§ **INPUT RECORDS**
Segment Open
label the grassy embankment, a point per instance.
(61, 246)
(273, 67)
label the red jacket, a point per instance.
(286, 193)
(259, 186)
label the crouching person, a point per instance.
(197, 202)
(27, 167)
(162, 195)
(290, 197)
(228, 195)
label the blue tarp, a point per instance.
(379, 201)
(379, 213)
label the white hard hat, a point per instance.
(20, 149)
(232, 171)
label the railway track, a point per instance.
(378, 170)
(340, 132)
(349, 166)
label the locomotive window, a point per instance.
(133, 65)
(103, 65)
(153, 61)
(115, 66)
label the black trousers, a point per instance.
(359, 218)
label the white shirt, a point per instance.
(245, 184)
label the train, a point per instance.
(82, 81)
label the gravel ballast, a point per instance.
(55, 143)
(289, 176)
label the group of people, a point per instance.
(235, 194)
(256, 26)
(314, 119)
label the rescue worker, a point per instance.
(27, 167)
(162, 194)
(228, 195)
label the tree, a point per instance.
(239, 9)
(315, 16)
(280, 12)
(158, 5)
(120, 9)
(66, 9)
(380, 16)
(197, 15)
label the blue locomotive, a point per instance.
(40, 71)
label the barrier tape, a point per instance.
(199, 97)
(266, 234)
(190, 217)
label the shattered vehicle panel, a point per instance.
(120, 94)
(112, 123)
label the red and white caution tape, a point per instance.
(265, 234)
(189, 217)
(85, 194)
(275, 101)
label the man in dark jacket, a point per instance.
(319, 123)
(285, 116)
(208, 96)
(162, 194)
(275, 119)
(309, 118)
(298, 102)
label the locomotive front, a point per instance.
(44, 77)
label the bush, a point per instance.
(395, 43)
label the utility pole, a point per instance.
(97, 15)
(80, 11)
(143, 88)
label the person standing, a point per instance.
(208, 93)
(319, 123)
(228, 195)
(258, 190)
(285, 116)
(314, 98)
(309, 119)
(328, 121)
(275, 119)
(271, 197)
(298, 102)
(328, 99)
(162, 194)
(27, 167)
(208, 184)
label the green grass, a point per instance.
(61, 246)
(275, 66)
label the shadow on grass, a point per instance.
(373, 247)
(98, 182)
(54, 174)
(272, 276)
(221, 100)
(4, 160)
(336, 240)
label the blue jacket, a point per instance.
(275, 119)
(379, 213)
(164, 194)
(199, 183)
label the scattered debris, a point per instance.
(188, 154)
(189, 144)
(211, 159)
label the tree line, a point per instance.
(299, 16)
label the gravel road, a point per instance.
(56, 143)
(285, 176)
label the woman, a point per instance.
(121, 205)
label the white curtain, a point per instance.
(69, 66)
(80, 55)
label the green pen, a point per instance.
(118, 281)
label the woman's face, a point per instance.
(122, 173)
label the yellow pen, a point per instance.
Segment Closed
Beginning at the line that holds "label the woman, a point per instance.", copy every line through the end of the entries exactly as given, and only those lines.

label the woman, a point per instance.
(121, 205)
label the white curtain, a point per instance.
(69, 66)
(80, 55)
label the green pen, a point per instance.
(118, 281)
label the woman's face, a point per instance.
(122, 173)
label the yellow pen, a point per instance.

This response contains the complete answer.